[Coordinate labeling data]
┌──
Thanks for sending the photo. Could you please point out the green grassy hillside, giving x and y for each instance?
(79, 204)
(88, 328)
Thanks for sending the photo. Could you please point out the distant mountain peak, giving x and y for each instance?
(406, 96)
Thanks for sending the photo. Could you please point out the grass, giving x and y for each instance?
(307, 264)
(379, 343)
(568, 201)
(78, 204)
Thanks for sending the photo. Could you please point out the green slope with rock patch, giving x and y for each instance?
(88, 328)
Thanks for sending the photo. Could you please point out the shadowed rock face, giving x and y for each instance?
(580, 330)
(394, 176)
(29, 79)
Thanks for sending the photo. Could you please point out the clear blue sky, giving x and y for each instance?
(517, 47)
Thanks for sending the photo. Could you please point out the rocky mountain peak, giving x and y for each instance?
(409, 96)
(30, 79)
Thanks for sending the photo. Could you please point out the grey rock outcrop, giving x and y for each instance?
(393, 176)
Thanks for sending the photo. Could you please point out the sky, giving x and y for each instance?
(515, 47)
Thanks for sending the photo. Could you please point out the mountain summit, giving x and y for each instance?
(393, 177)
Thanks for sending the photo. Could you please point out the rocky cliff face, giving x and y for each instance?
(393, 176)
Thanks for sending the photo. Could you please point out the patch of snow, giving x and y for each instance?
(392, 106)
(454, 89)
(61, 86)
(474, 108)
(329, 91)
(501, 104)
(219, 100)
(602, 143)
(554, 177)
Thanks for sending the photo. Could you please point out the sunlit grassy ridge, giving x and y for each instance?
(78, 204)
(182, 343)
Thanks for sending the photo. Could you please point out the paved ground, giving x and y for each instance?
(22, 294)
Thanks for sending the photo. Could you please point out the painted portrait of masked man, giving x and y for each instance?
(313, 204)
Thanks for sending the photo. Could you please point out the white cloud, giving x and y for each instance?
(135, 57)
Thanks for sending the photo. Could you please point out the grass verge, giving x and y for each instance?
└──
The exercise:
Your task is to repeat each line of the material exactly.

Task answer:
Thanks for sending the photo. Could you please point out the green grassy hillside, giving x and y for each instance?
(79, 204)
(88, 328)
Thanks for sending the photo. Could you please point out the distant mountain peak, giving x and y for each instance?
(406, 96)
Thanks for sending the photo. Could you please point out the grass, giving x and y for each instance?
(307, 264)
(379, 343)
(568, 201)
(78, 204)
Thanks for sending the photo. Could you please point out the green slope with rock patch, giving x and y for each instance?
(88, 328)
Thanks for sending the photo. Could you please point out the shadowed rock face, giving x and y for each instance?
(580, 330)
(394, 176)
(29, 79)
Thanks for sending the photo. Could you please point out the clear blue sky, giving x and y for each instance?
(517, 47)
Thanks for sending the photo. Could you please point out the rocky mountain peak, giving x and y for each instance?
(409, 96)
(30, 79)
Thanks for sending the photo. Could you please point out the grey rock outcrop, giving x and y for each instance?
(393, 176)
Thanks for sending the photo. Could you please point out the sky, giving x and y for each instance?
(515, 47)
Thanks for sending the photo. Could you please point out the mountain summit, giving x and y for each instance?
(393, 177)
Thanks for sending the photo. Could you please point out the rocky cliff face, giving x and y for each instance?
(393, 176)
Thanks for sending the photo. Could you please point out the patch of snow, giving x and y for each instance?
(392, 106)
(454, 89)
(61, 86)
(474, 108)
(329, 91)
(501, 104)
(219, 100)
(602, 143)
(554, 177)
Thanks for sending the photo. Could you please point out the sunlit grassy ridge, giving x and y for each instance?
(78, 204)
(182, 343)
Thanks for sending the photo. Could you please point out the paved ground, giving x and y for each instance?
(22, 294)
Thanks for sending the photo. Could you please point out the painted portrait of masked man, giving x and y for each instance?
(313, 204)
Thanks for sending the photo. Could you please point out the white cloud, giving x and y for each instance?
(135, 57)
Thanks for sending the photo. Could you please point out the grass verge, giving x and y for each instance?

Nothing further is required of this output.